*Material provided*
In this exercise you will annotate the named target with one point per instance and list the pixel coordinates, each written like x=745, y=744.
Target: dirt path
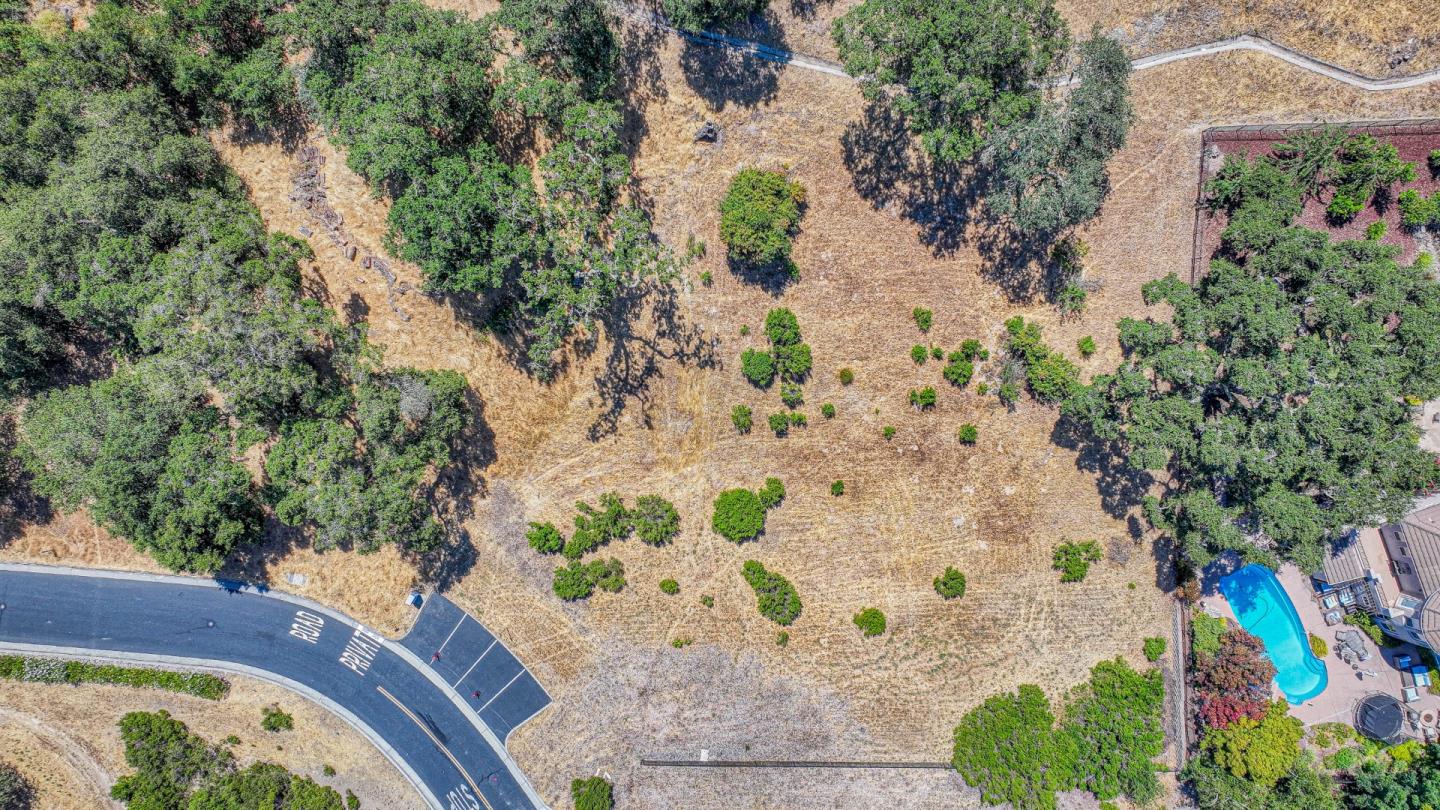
x=1244, y=42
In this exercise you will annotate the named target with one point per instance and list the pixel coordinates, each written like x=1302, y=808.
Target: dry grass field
x=66, y=740
x=651, y=415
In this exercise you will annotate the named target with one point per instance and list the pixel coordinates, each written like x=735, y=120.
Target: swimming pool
x=1263, y=608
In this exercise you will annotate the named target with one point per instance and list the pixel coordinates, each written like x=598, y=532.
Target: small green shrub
x=1073, y=559
x=742, y=418
x=545, y=538
x=923, y=319
x=870, y=621
x=592, y=793
x=738, y=515
x=758, y=368
x=275, y=719
x=779, y=423
x=1154, y=649
x=775, y=597
x=951, y=584
x=923, y=398
x=959, y=371
x=792, y=395
x=772, y=493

*Given request*
Switch each "annotate" in the lines above to "mark", keep everything else the same, and leave the pictures out of your answer.

*Reply to the exercise*
In this exercise you will mark the named target with one point per instance and list the pixel coordinates, each written like x=745, y=744.
Target: dirt path
x=1244, y=42
In this exercise you will mark the named target with one point per instance and list the pixel coordinates, each written like x=1302, y=808.
Target: dry grass field
x=66, y=740
x=651, y=415
In this exercise you will mark the named target with one point per instance and list the pixel coordinates, each written like x=735, y=120.
Target: swimming pool
x=1263, y=608
In this exercise you will mark the named target with one point per instance and list the pixel coordinates, each written like x=598, y=532.
Target: small green shrub
x=1073, y=559
x=742, y=418
x=545, y=538
x=923, y=319
x=870, y=621
x=592, y=793
x=738, y=515
x=758, y=368
x=275, y=719
x=779, y=423
x=1154, y=649
x=775, y=597
x=951, y=584
x=923, y=398
x=959, y=371
x=792, y=395
x=772, y=493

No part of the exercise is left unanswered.